Exercise description
Pick out each line of the records below that includes the string "query", and copy those lines.

Task inputs

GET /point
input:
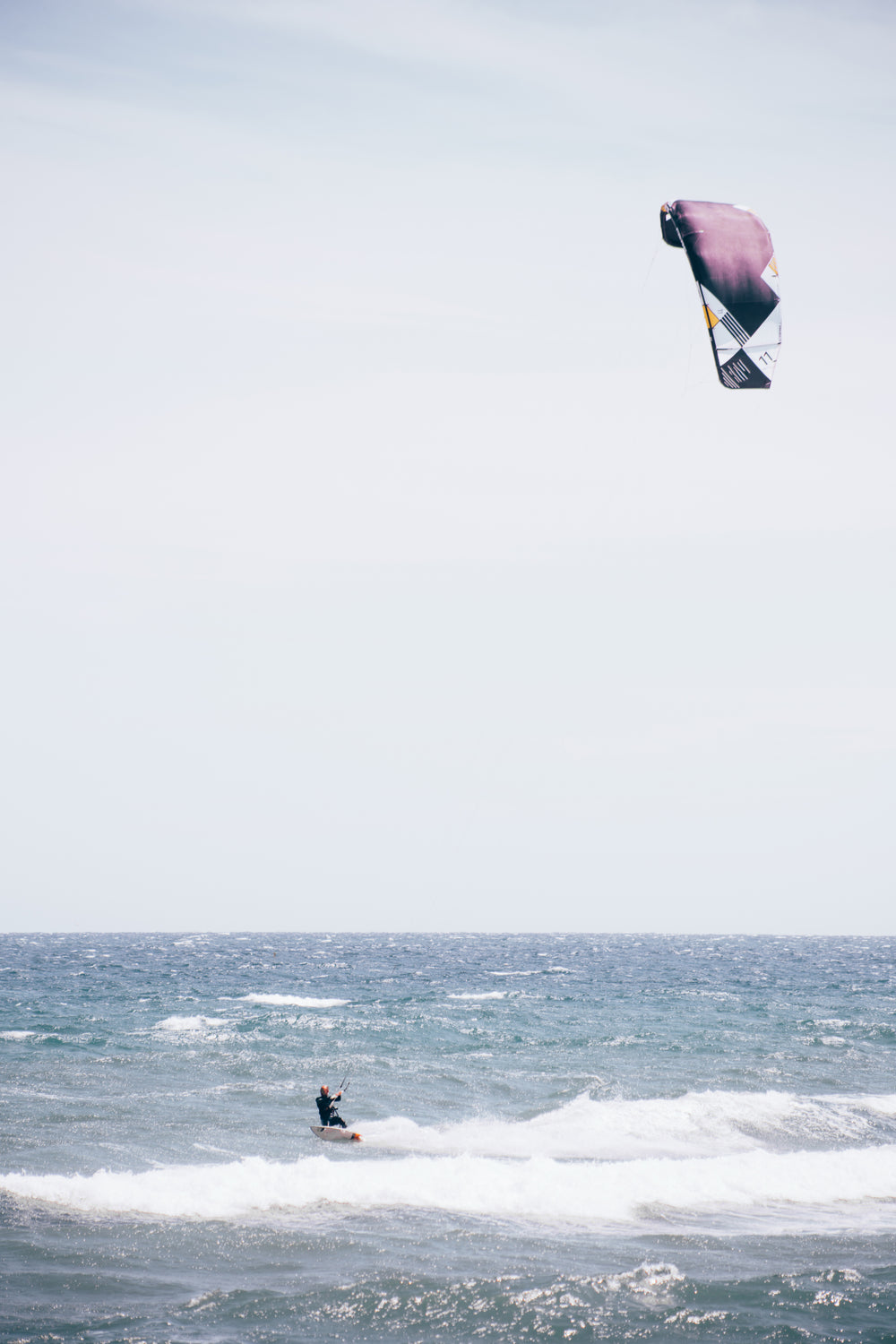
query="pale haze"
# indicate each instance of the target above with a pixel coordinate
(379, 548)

---

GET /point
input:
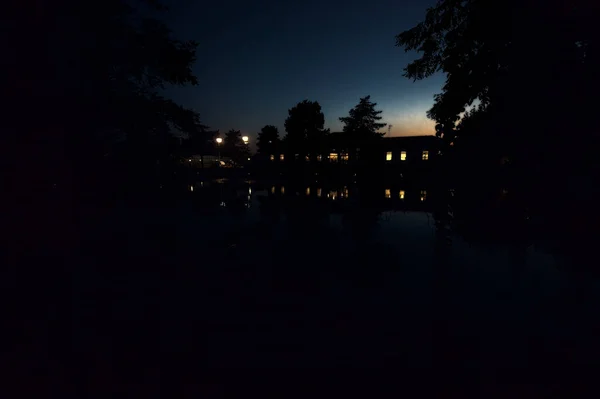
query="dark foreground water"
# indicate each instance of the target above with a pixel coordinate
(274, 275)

Correct output
query="pale haze"
query="dark foreground water"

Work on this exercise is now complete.